**Quoted passage**
⁂

SARINGESTAOI

Description

SARINGESTAOI imports and calibrates SAR datasets into the PCIDSK (*.pix) format. Optionally, SARINGESTAOI can import an image subset by specifying an area of interest (AOI) via a maskfile in geocoded vector format, or a raster window (DBIW) specified in image co-ordinates (columns and lines). In addition to ingesting the raster data, SARINGESTAOI stores metadata and creates auxiliary segments (orbit, math model, GCPs, incidence angle array, etc.) that are necessary for further processing.

Parameters

saringestaoi(fili, filo, calibtyp, dbiw, maskfile, mask, fillop, filedem, dbec, poption, dblayout)

Name	Type	Caption	Length	Value range
FILI *	str	Input file name	1 -
FILO *	str	Output SAR image	1 -
CALIBTYP	str	Data calibration type	0 - 6	Sigma \| Beta \| Gamma \| None
DBIW	List[int]	Raster input window	0 - 4	Xoffset, Yoffset, Xsize, Ysize
MASKFILE	str	Name of input AOI file	0 -
MASK	List[int]	Layer number of AOI	0 - 1
FILLOP	str	Fill option	0 - 6	BOX, NODATA Default: NODATA
FILEDEM	str	File containing the digital elevation model	0 -
DBEC	List[int]	Input elevation channel	0 - 1
POPTION	str	Pyramid options	0 - 4	OFF \| NEAR \| AVER \| MODE Default: AVER
DBLAYOUT	str	Data Layout	0 -	See parameter description Default: TILED256

* Required parameter

Parameter descriptions

FILI

The name of the PCIDSK or GDB-supported file containing the SAR imagery to be ingested. For SAR datasets distributed as multiple files, use the "key file name", as described herein. It is important to use the key file name when opening a SAR dataset to preserve the integrity of the metadata and ensure that the auxiliary segments are correctly created.

For each supported sensor, the general form of the key file name is indicated and the asterisk (*) in the file name indicates a (sensor-dependent) variable number of characters.

ICEYE: *.h5 or *.xml
SAOCOM-1 (A and B): *.xemte
RADARSAT CONSTELLATION MISSION (1, 2 and 3): manifest.safe
SENTINEL-1 (A and B): manifest.safe
TerraSAR-X/TanDEM-X: *.xml
RADARSAT-2: product.xml file
ALOS-2 PALSAR: LED-* or summary.txt
COSMO-SKYMED (1,2,3 and 4): *.h5
KOMPSAT-5: *.h5 or *_Aux.xml
PAZ: *.xml
RISAT: BAND_META.txt
RADARSAT-1: DAT_01.001
ENVISAT-ASAR: ASA_*.N1
ALOS-1 PALSAR: IMG-*-ALPSR*-*.* (JAXA format) or DAT_01.001 (ERSDAC format) file
ERS-1 and ERS-2: DAT_01.001

Airborne and other SAR sensors

AIRSAR: CM*.dat
Convair 580: l#p#hhpolgasp.hdr, l#p#hvpolgasp.hdr, l#p#vhpolgasp.hdr, or l#p#vvpolgasp.hdr
RSIR-C: pr*_ldr_ceos
UAVSAR: *.ann

For a specific sensor, refer to the appropriate GDB support page in the CATALYST Professional help section to get additional information for all supported processing levels and acquisition modes.

⁂

According to the SARINGESTAOI documentation above, what key file name should be used for RADARSAT-2 data?

(Location labeling records)
⁂

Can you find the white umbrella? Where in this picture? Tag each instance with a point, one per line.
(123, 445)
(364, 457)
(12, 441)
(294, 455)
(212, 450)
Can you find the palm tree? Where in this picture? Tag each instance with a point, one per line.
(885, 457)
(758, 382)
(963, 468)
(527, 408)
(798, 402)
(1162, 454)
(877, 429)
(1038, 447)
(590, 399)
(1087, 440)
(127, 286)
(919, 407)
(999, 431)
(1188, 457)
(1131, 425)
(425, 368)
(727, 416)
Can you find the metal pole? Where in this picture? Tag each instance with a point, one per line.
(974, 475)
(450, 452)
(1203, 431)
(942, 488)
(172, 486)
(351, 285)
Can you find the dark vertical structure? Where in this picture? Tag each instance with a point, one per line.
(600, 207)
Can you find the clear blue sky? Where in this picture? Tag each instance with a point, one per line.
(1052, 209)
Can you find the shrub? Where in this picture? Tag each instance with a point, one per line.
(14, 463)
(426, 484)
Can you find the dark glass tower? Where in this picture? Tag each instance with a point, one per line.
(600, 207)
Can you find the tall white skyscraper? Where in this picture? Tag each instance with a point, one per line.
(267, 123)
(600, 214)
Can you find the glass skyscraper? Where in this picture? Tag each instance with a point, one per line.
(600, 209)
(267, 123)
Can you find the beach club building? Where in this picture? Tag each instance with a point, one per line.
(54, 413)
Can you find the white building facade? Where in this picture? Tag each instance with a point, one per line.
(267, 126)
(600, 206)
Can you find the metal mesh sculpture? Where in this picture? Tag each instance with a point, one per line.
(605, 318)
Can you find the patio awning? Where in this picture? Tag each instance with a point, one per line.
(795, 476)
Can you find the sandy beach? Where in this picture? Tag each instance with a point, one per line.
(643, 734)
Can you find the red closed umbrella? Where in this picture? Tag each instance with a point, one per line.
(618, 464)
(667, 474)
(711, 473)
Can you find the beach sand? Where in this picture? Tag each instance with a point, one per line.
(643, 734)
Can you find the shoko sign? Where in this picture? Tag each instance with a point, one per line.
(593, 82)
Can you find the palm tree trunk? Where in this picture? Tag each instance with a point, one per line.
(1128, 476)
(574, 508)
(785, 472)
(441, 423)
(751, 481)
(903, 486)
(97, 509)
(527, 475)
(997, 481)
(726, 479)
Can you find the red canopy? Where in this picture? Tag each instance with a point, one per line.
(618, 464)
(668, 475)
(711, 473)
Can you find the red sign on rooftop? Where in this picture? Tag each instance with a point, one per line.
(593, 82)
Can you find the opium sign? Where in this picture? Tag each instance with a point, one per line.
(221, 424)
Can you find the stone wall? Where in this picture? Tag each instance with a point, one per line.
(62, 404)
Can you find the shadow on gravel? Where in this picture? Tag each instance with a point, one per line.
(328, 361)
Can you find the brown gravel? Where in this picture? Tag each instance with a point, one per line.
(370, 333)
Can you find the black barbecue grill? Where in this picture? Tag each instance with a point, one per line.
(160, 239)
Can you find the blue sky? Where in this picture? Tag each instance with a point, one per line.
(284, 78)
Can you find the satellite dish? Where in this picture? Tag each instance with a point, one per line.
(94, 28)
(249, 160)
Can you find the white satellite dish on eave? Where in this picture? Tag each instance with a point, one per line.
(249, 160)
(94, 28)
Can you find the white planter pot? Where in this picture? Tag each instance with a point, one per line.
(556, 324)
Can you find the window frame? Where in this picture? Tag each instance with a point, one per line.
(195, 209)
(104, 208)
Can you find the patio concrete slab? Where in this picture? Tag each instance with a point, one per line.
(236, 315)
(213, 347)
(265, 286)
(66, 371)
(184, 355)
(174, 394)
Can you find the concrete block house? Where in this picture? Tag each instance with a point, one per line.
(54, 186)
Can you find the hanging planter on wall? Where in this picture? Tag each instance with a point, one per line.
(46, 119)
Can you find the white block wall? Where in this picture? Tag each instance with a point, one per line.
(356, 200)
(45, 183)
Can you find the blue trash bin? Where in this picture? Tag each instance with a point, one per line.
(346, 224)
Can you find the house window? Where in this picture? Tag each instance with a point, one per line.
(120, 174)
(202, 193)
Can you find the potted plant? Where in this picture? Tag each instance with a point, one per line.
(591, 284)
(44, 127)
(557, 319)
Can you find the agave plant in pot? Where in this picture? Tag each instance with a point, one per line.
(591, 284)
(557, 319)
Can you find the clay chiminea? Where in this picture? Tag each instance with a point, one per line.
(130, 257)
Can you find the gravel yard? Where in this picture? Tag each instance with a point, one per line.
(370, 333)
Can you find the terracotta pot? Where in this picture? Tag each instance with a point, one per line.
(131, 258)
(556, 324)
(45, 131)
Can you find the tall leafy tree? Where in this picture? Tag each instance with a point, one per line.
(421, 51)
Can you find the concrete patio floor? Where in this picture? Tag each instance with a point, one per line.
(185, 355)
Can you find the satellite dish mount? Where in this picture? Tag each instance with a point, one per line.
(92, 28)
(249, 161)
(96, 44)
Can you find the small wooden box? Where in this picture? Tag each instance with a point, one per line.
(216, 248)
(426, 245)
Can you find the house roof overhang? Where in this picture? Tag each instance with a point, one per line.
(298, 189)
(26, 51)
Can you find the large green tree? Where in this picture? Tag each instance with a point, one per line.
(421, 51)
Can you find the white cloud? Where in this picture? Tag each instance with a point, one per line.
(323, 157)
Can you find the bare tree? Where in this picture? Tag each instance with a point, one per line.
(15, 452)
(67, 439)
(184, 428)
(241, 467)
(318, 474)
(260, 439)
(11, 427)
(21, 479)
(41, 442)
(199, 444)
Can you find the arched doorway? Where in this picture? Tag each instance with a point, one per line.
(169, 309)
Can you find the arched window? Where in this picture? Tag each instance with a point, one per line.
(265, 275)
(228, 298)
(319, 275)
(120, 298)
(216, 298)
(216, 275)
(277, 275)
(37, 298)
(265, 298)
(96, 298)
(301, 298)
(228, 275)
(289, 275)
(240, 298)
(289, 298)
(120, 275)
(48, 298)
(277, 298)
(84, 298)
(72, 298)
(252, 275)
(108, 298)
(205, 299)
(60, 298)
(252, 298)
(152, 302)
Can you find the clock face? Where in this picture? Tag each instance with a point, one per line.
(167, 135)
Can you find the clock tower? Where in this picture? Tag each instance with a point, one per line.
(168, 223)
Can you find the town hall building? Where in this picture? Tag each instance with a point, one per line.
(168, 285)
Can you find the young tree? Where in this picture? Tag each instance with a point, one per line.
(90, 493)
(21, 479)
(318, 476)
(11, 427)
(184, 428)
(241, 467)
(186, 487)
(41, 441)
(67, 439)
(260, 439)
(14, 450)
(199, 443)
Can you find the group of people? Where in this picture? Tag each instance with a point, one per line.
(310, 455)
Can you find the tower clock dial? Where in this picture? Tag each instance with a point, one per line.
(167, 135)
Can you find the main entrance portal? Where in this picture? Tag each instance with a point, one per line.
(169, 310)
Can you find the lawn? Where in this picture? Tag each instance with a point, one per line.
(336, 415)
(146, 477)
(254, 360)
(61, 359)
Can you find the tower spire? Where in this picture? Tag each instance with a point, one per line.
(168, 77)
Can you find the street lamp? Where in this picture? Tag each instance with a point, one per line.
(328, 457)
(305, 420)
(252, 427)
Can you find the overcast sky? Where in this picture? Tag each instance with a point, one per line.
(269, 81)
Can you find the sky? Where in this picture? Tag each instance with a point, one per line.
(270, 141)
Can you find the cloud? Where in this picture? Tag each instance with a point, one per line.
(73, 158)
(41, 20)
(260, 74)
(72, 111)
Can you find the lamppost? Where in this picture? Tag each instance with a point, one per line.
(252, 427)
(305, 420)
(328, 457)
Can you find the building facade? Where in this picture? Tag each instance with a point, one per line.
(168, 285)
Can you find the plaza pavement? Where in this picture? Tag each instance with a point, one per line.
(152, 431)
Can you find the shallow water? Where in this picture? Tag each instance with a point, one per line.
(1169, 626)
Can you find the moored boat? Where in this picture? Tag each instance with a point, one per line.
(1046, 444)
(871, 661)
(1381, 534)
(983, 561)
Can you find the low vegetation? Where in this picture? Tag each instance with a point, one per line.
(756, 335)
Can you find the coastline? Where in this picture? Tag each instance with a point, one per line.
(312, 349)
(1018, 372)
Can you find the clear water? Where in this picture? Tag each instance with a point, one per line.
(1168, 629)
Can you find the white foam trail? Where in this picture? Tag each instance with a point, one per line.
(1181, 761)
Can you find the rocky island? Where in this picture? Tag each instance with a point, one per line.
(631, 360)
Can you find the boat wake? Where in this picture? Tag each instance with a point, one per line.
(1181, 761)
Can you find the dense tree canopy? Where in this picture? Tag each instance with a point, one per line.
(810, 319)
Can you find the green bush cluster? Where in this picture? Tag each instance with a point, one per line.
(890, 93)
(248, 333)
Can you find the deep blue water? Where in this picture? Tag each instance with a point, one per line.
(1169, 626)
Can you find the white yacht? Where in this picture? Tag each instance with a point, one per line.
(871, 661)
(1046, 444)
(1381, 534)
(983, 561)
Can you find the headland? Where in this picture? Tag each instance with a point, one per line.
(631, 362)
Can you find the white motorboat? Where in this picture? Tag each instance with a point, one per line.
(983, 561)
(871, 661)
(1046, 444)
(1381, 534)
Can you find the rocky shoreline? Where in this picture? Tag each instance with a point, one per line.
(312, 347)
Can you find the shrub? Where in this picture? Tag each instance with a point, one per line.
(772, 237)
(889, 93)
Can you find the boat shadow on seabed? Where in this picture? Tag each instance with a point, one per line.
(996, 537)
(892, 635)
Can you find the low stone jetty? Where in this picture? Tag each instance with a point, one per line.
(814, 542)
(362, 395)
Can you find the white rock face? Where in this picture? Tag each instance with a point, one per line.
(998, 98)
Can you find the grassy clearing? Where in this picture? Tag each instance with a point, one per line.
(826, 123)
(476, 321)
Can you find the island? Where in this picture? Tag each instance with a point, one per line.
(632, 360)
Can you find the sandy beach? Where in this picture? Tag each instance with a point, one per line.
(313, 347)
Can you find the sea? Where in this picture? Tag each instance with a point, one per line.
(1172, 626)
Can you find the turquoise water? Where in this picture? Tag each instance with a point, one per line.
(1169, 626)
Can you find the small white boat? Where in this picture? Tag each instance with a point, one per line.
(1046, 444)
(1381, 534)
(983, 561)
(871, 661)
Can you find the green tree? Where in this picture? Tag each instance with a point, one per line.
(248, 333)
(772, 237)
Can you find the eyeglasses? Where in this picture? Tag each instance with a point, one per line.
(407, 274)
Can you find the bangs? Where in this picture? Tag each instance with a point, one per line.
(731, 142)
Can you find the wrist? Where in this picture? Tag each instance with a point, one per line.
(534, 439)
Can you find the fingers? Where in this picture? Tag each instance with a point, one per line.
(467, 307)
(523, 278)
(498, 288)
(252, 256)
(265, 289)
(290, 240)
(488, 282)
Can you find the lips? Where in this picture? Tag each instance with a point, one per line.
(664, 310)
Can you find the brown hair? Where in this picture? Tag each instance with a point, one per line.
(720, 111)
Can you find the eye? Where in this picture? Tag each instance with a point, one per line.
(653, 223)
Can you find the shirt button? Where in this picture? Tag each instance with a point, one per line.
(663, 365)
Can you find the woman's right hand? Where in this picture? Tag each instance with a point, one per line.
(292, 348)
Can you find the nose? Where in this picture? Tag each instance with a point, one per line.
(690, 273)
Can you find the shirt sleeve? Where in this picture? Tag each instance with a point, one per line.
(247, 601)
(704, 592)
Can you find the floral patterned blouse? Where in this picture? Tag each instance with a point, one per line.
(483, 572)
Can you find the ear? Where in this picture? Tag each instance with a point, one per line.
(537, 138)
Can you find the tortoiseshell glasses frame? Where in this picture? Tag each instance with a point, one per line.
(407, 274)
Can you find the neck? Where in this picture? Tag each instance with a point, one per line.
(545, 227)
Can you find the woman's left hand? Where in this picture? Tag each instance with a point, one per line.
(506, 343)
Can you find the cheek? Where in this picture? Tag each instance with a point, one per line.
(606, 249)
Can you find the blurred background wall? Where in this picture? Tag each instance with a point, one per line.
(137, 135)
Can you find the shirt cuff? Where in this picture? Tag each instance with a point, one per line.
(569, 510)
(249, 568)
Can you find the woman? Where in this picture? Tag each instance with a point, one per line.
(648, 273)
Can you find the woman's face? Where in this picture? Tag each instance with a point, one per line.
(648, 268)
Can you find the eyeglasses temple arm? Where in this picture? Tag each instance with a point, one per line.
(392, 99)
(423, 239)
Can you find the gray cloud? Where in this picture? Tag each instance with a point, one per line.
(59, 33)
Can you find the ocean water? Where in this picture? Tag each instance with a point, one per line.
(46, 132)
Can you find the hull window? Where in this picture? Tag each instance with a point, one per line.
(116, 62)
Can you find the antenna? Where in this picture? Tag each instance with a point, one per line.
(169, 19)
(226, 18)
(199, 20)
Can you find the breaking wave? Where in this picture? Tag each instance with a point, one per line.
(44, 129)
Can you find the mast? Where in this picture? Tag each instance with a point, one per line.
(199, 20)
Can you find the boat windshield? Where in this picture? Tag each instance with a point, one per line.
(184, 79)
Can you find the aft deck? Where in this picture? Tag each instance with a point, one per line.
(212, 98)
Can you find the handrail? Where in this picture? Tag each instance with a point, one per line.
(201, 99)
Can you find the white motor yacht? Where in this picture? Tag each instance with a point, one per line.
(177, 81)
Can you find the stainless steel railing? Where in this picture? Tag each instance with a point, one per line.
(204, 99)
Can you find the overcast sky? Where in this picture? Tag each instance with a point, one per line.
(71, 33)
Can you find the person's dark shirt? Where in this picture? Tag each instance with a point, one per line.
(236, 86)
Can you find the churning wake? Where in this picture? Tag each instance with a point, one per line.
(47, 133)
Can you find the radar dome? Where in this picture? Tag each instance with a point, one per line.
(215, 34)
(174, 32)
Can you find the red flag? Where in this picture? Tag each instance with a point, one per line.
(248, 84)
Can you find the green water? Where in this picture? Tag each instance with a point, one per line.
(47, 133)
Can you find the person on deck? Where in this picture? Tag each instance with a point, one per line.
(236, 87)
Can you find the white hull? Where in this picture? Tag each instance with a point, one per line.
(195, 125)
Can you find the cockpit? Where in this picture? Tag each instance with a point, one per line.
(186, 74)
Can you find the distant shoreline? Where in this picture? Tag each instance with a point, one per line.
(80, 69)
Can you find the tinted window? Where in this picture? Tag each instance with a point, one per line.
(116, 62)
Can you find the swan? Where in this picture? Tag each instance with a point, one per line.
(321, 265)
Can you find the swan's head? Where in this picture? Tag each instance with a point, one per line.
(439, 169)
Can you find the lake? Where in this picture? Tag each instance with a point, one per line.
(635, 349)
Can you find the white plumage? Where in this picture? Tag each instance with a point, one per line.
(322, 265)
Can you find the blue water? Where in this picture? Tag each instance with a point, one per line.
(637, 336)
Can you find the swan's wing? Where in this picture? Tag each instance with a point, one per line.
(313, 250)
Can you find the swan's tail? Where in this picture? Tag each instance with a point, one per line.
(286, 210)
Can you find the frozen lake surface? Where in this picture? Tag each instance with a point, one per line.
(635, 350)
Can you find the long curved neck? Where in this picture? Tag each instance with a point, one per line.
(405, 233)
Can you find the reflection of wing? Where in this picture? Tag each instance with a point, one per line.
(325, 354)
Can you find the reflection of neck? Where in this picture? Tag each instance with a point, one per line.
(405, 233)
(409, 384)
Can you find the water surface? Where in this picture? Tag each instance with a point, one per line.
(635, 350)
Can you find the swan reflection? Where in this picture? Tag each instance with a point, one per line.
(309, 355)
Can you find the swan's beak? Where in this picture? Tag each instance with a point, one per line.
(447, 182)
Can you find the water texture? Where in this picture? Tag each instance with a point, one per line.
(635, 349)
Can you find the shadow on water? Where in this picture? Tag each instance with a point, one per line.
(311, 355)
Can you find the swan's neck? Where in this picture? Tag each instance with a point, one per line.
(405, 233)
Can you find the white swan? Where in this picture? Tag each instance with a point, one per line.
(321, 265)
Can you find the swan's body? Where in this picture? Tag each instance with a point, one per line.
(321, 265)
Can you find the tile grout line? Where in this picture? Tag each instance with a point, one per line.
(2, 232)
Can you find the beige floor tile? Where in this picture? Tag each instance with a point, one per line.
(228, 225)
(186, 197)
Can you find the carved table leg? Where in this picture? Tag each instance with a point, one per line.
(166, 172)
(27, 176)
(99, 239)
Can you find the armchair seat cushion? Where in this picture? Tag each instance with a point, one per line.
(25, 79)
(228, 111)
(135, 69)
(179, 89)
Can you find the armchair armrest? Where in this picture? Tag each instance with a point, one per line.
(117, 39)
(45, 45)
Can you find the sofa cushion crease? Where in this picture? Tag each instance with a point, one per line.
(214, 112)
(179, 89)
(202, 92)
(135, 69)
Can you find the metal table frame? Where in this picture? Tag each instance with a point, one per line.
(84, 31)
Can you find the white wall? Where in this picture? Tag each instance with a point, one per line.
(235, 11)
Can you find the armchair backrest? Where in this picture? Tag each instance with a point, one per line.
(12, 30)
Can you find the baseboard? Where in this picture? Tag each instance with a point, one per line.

⁂

**Solved exercise**
product.xml